## THE REQUEST
Can you set down the chipmunk article word for word, from "Diamond is usually" up to and including "their personal digs."?

## SELECTION
****************

Data from the chipmunks also can be applied to other small mammals, she said. The animals themselves are a fairly easy species to study.

"We can manipulate the chipmunks' environment easily, but they remain in nature," Pangle said

The chipmunks are just fine for McWaters, whose field is behavioral ecology. They're easier to study than the squirrels she researched as a CMU undergrad, and she finds them adorable.

"I always thought they were cute, but I never expected to work with them," she said.

How it's done

McWaters' setup is pretty simple.  Small sticks, about as thick as a large pencil, are placed vertically in holders placed horizonally along the ground. McWaters changes the stick sizes to alter the chipmunks' ranges of view. Increasing the number of sticks from three to nine adds to the complexity.

Food bits are in the middle.

McWaters records how quickly the chipmunks gain familiarity with the evolving landscape and their level of vigilance — the number of times they scan for predators while going after the snacks.

McWaters found not only that the Beaver Island chipmunks have eased off quite a bit, but that they've actually become quite chummy.

She's even named them.

First there's Christy. McWaters jokingly calls Christy her "alpha chipmunk." She's "very, very aggressive" with her food and is always there for research. In fact, her frequent trips to the buffet sometimes ruin the other chipmunks' trials.

Diamond is usually off to the side, bobbing his tail. He's a little afraid but a reliable guest.

Eliza is very timid, stuffing her cheek pouches with goodies and running off.

"I feel like a crazy woman when I talk to them too much," McWaters said, smiling.

There are many others, so McWaters has to keep tabs on who lives in which burrow to avoid checking the same animal over and over.

That's easy on the island. On the mainland, the skittish creatures usually flee to an emergency hiding place, not their personal digs.

"Here it took me about 10 minutes to find a burrow," McWaters said. "On the mainland it took me an hour."

The big picture

McWaters said the chipmunk data can be used in broader research, especially in real-life situations when predators vanish and are later reintroduced.  Hunting bans come and go in Michigan, and ecological equilibrium shifts.

When predators return, will the prey's population crash or adapt with an uptick in vigilance behavior? McWaters wants to find out.

Pangle said about $5,000 from the College of Science and Engineering covers roughly 80 percent of McWaters' project. Grants pay for the rest.

McWaters said her favorite part of the research is when she and the chipmunks are off the clock.

"I think the most fun is when I'm not doing trials," she said. "They will just come up and eat off my lap. It's really cute."

****************

## MATERIAL SUPPLIED
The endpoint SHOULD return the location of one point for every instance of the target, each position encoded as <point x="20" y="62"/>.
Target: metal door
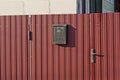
<point x="105" y="40"/>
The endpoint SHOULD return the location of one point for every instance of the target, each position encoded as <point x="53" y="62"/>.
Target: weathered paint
<point x="39" y="59"/>
<point x="13" y="48"/>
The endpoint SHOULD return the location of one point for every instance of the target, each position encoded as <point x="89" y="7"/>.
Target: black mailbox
<point x="59" y="33"/>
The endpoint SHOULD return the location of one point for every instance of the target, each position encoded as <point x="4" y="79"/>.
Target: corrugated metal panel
<point x="13" y="48"/>
<point x="72" y="61"/>
<point x="65" y="62"/>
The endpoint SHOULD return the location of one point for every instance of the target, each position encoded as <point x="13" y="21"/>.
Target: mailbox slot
<point x="59" y="33"/>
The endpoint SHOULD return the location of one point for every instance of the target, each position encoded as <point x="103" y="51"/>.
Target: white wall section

****************

## ANSWER BELOW
Diamond is usually off to the side, bobbing his tail. He's a little afraid but a reliable guest.

Eliza is very timid, stuffing her cheek pouches with goodies and running off.

"I feel like a crazy woman when I talk to them too much," McWaters said, smiling.

There are many others, so McWaters has to keep tabs on who lives in which burrow to avoid checking the same animal over and over.

That's easy on the island. On the mainland, the skittish creatures usually flee to an emergency hiding place, not their personal digs.